WRITTEN TASK:
Copy the following material line for line, changing nothing.

RECORDS FOR THIS EXERCISE:
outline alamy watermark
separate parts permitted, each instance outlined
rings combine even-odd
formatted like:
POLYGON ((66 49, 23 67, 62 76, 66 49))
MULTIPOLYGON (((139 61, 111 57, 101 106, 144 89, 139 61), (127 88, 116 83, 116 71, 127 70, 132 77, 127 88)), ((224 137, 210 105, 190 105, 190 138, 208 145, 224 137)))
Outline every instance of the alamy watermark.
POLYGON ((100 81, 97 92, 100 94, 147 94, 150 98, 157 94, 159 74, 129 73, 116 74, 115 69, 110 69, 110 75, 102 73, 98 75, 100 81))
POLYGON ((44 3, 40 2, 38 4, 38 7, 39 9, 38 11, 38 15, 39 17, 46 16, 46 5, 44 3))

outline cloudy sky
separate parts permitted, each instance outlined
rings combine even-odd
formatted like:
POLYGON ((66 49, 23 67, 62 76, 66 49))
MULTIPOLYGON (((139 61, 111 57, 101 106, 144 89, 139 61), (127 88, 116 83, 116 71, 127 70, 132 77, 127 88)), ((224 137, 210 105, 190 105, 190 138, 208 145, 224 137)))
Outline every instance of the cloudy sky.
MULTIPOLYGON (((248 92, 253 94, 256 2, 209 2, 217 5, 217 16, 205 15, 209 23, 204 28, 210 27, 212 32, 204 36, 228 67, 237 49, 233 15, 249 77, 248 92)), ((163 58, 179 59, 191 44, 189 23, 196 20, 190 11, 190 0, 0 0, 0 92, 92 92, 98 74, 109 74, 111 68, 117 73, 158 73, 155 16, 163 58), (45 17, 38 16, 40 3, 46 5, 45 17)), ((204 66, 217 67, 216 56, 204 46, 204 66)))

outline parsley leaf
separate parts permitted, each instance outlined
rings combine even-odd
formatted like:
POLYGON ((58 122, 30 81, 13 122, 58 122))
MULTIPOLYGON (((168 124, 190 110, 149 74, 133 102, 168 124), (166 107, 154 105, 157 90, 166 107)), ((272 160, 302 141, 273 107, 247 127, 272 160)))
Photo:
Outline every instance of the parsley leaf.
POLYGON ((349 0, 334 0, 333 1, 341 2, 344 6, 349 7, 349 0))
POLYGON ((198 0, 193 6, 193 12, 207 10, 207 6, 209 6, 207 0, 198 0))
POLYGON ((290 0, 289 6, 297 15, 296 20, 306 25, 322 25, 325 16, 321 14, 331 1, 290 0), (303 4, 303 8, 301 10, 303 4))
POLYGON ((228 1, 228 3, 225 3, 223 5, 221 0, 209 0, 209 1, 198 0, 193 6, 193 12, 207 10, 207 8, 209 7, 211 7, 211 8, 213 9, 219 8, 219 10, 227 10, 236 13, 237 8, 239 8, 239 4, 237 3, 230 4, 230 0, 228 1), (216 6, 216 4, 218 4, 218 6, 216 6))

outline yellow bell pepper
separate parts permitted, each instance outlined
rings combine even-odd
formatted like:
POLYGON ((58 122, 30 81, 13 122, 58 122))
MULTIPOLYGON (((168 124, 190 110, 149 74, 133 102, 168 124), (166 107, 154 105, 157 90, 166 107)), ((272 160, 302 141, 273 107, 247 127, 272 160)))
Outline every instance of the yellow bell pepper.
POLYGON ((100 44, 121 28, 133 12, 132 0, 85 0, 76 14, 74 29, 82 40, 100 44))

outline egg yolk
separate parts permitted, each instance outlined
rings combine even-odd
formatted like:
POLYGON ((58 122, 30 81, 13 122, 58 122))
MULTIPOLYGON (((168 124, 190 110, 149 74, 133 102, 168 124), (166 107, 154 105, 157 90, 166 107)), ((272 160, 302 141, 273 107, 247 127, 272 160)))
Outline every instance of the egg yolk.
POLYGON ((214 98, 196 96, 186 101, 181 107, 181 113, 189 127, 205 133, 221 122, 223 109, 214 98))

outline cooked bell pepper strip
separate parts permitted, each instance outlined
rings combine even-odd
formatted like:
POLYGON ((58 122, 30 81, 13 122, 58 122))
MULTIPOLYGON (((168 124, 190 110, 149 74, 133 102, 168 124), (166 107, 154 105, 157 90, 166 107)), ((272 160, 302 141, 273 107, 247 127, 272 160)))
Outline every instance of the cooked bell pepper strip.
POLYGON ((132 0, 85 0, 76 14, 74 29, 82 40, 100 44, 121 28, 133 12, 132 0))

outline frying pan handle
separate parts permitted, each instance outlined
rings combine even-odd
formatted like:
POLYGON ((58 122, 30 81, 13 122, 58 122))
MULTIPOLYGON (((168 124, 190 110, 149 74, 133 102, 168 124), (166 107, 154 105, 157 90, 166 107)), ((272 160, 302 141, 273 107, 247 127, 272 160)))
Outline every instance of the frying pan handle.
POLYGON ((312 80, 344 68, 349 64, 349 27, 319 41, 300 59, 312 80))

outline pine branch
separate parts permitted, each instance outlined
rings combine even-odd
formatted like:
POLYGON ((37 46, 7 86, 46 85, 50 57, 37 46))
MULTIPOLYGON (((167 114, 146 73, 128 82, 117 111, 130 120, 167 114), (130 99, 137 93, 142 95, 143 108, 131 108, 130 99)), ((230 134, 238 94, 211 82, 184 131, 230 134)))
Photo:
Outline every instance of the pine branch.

TASK OUTPUT:
outline alamy watermark
separate parts permitted, each instance outlined
rings combine even-odd
formatted like:
POLYGON ((66 49, 23 67, 62 76, 66 49))
MULTIPOLYGON (((139 61, 111 57, 101 106, 144 89, 139 61), (127 88, 116 83, 116 71, 127 70, 132 77, 127 88)), ((224 137, 210 105, 190 105, 190 138, 208 145, 224 137)))
Outline every instance of the alamy watermark.
POLYGON ((100 81, 97 92, 100 94, 147 94, 150 98, 157 94, 159 74, 129 73, 116 74, 115 69, 110 69, 110 75, 102 73, 98 75, 100 81))
POLYGON ((44 3, 40 2, 38 4, 38 7, 39 9, 38 11, 38 15, 39 17, 46 16, 46 5, 44 3))

outline cloudy sky
separate parts permitted, each instance outlined
rings combine even-odd
formatted like:
POLYGON ((66 49, 23 67, 62 76, 66 49))
MULTIPOLYGON (((139 61, 111 57, 101 106, 144 89, 139 61), (127 88, 116 83, 116 71, 127 70, 132 77, 127 88)), ((224 137, 210 105, 190 105, 190 138, 208 145, 224 137)))
Outline every instance of the cloudy sky.
MULTIPOLYGON (((248 92, 253 94, 256 2, 209 2, 217 5, 217 16, 205 15, 209 23, 204 28, 210 27, 212 32, 204 36, 228 67, 237 49, 233 15, 249 77, 248 92)), ((163 58, 179 59, 191 44, 189 23, 196 20, 190 11, 190 0, 0 0, 0 92, 92 92, 98 74, 109 74, 111 68, 117 73, 158 73, 155 16, 163 58), (45 17, 38 16, 40 3, 46 5, 45 17)), ((204 66, 217 67, 216 56, 204 46, 204 66)))

outline parsley leaf
separate parts permitted, each instance outlined
rings combine even-odd
formatted like:
POLYGON ((58 122, 30 81, 13 122, 58 122))
MULTIPOLYGON (((168 124, 190 110, 149 74, 133 102, 168 124), (166 107, 154 105, 157 90, 166 107)), ((272 160, 302 141, 273 107, 247 127, 272 160)))
Photo:
Outline every instance of the parsley leaf.
POLYGON ((349 0, 334 0, 333 1, 341 2, 344 6, 349 7, 349 0))
POLYGON ((198 0, 193 6, 193 12, 207 10, 207 6, 209 6, 207 0, 198 0))
POLYGON ((290 0, 289 6, 297 15, 296 20, 306 25, 322 25, 325 16, 321 14, 331 1, 290 0), (303 4, 303 8, 301 10, 303 4))
POLYGON ((228 1, 228 3, 225 3, 223 5, 221 0, 209 0, 209 1, 198 0, 193 6, 193 12, 207 10, 207 8, 209 7, 211 7, 211 8, 213 9, 219 8, 219 10, 227 10, 236 13, 237 8, 239 8, 239 4, 237 3, 230 4, 230 0, 228 1), (216 6, 216 4, 218 4, 218 6, 216 6))

outline yellow bell pepper
separate parts permitted, each instance outlined
rings combine even-odd
formatted like:
POLYGON ((58 122, 30 81, 13 122, 58 122))
MULTIPOLYGON (((168 124, 190 110, 149 74, 133 102, 168 124), (166 107, 154 105, 157 90, 166 107)), ((272 160, 302 141, 273 107, 247 127, 272 160)))
Outline every instance of the yellow bell pepper.
POLYGON ((100 44, 121 28, 133 12, 132 0, 85 0, 76 14, 74 29, 82 40, 100 44))

outline egg yolk
separate parts permitted, each instance outlined
rings combine even-odd
formatted like:
POLYGON ((58 122, 30 81, 13 122, 58 122))
MULTIPOLYGON (((168 124, 190 110, 149 74, 133 102, 168 124), (166 107, 154 105, 157 90, 166 107)), ((272 160, 302 141, 273 107, 247 127, 272 160)))
Outline every instance of the egg yolk.
POLYGON ((214 98, 196 96, 186 101, 181 107, 181 113, 189 127, 205 133, 221 122, 223 109, 214 98))

outline cooked bell pepper strip
separate parts permitted, each instance outlined
rings combine even-odd
formatted like:
POLYGON ((58 122, 30 81, 13 122, 58 122))
MULTIPOLYGON (((168 124, 190 110, 149 74, 133 102, 168 124), (166 107, 154 105, 157 90, 166 107)), ((272 160, 302 141, 273 107, 247 127, 272 160)))
Outline every instance of the cooked bell pepper strip.
POLYGON ((132 0, 85 0, 76 14, 74 29, 82 40, 100 44, 121 28, 133 12, 132 0))

outline frying pan handle
separate parts permitted, each instance outlined
rings combine even-odd
formatted like:
POLYGON ((58 122, 30 81, 13 122, 58 122))
MULTIPOLYGON (((168 124, 190 110, 149 74, 133 102, 168 124), (166 107, 154 105, 157 90, 166 107)), ((272 160, 302 141, 273 107, 247 127, 272 160)))
Outline every instance of the frying pan handle.
POLYGON ((312 80, 344 68, 349 64, 349 27, 319 41, 300 59, 312 80))

outline pine branch
separate parts permitted, each instance outlined
rings combine even-odd
formatted like:
POLYGON ((37 46, 7 86, 46 85, 50 57, 37 46))
MULTIPOLYGON (((167 114, 146 73, 128 82, 117 111, 130 120, 167 114), (130 99, 137 93, 142 95, 143 108, 131 108, 130 99)), ((230 134, 238 94, 211 82, 184 131, 230 134)))
Photo:
Outline every instance of the pine branch.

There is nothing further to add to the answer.